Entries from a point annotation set
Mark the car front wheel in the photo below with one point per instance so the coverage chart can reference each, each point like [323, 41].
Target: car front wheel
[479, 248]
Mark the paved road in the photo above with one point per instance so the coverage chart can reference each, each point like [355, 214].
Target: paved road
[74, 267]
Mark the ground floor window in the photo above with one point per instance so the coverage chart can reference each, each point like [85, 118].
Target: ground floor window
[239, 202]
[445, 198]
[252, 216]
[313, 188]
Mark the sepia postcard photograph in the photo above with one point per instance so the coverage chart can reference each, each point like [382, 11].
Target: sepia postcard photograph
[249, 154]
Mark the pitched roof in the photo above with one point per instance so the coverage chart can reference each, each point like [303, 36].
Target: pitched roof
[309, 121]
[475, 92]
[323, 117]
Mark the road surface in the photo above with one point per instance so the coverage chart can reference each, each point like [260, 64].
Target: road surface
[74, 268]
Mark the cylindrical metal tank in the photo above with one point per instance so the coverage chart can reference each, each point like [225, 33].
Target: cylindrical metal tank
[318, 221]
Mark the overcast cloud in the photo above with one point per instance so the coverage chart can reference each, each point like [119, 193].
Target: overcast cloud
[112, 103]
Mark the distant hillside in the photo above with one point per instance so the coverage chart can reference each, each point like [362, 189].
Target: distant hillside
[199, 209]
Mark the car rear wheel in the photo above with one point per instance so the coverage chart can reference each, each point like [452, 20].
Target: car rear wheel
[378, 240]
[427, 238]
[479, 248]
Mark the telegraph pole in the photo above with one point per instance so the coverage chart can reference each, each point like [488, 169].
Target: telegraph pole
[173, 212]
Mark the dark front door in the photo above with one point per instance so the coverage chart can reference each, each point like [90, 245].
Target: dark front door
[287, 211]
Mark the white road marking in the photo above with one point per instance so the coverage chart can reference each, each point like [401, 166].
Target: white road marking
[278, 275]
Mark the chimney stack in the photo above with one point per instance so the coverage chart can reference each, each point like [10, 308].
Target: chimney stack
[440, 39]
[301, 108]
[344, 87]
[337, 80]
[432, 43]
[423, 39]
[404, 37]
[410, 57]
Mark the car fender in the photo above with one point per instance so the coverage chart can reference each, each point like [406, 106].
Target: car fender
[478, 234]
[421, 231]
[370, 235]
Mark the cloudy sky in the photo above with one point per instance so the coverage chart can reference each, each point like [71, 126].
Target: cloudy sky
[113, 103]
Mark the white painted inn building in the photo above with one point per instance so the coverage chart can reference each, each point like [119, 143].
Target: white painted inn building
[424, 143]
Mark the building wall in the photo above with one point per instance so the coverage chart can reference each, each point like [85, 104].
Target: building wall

### WHAT IS ASKED
Copy out word for word the lines of the material starting with the line that contains "Mark the dark" and going on through the end of the material.

### OUTPUT BELOW
Mark the dark front door in the photo above with one point per instance so the coverage chart can reference each, each point like [90, 245].
Target: dark front door
[287, 211]
Mark the white road marking in the photo above with one point per instance so the coverage chart can reference each, each point like [401, 166].
Target: white road marking
[278, 275]
Mark the chimney stack in the photo above with one point per instance so the coverage chart can reference each, each point like [10, 308].
Target: chimney stack
[440, 39]
[301, 108]
[344, 87]
[337, 80]
[432, 43]
[423, 39]
[404, 37]
[410, 57]
Mark the car fender in the photo above with one point per instance so the coverage chart can reference each, each point like [406, 106].
Target: car fender
[478, 234]
[421, 231]
[370, 235]
Mark the cloudy sky in the photo above with one point per instance so the coverage chart can reference each, each point like [71, 126].
Target: cloudy sky
[113, 103]
Mark the white painted inn building in the photo above with one point per instance so the coverage chart can reference each, each point like [119, 143].
Target: white painted inn building
[424, 143]
Mark the building wall in the photo above with one point per instance so the coverage chart can reference each, each point like [85, 104].
Target: building wall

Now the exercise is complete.